*** Material provided ***
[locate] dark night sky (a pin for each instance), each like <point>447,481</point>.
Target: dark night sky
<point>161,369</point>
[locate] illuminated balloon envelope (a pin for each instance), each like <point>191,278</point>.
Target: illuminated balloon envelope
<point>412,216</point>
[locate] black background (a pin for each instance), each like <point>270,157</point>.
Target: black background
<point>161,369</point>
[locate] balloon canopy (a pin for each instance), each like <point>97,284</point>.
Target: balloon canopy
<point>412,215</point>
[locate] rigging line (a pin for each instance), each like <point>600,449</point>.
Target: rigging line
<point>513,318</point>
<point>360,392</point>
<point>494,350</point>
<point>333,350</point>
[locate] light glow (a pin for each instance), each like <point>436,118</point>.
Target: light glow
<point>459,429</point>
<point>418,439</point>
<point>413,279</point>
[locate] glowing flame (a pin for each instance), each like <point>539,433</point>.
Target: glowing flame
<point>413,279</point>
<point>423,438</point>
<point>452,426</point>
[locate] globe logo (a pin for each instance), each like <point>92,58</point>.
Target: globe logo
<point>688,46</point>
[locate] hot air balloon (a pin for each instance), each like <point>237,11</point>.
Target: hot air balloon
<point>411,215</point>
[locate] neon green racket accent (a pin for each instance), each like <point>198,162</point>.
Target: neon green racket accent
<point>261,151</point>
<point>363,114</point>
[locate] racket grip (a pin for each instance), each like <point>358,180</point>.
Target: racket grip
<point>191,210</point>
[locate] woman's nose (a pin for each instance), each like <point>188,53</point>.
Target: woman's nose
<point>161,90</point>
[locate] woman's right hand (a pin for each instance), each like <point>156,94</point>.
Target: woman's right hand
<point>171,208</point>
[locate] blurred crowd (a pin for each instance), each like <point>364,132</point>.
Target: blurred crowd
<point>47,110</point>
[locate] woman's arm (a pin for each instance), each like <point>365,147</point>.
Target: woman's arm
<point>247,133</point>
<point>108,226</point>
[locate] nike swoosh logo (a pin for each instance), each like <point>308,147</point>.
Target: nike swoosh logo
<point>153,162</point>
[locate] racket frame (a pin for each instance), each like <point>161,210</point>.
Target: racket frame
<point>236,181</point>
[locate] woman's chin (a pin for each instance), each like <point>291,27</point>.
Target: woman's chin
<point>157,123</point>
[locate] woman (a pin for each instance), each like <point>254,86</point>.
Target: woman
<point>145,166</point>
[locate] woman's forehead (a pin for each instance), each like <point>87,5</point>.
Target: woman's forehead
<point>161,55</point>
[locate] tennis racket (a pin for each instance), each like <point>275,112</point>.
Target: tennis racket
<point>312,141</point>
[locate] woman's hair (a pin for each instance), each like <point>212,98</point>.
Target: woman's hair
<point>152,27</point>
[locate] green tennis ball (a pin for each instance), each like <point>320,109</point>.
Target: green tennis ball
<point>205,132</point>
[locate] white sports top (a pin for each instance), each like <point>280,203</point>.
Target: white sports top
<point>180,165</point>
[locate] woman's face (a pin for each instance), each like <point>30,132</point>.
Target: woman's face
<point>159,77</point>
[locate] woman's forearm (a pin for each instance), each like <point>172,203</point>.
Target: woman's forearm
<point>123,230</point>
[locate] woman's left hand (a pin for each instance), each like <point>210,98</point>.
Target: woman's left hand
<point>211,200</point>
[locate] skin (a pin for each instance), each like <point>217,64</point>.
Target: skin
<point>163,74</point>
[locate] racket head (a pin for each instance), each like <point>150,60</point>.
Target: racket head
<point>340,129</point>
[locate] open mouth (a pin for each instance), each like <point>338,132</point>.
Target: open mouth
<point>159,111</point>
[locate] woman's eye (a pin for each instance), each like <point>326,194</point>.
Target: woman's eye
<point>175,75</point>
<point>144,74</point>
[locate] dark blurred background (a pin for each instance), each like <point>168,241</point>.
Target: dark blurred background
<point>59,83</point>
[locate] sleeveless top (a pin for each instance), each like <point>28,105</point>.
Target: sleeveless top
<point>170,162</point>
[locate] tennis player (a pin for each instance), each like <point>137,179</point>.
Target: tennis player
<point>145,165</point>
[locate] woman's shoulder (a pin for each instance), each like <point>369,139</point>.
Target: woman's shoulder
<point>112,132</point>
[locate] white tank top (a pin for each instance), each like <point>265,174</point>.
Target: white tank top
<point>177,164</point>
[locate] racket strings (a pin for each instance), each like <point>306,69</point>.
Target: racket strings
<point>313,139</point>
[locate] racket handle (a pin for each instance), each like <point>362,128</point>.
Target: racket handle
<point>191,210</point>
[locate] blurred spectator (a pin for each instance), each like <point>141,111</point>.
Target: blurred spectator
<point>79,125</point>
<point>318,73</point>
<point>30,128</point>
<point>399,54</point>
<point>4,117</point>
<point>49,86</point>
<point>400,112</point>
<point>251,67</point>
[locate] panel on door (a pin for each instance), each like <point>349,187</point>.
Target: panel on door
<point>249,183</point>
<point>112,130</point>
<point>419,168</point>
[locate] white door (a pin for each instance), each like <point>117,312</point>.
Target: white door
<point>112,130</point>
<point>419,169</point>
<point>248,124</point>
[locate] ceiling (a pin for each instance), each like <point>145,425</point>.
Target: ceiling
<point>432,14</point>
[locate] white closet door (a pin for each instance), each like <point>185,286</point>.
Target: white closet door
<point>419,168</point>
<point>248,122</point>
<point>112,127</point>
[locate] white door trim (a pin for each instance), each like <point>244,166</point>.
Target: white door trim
***
> _What needs to be done_: Please write out, exactly as they appear, the lines from the line containing "[locate] white closet" through the last line of the records above, both included.

> _Exercise answer_:
[locate] white closet door (a pin for each instance), each like <point>185,286</point>.
Target: white closet door
<point>419,168</point>
<point>248,122</point>
<point>112,127</point>
[locate] white door trim (a pin for each instance), each like <point>244,166</point>.
Target: white door trim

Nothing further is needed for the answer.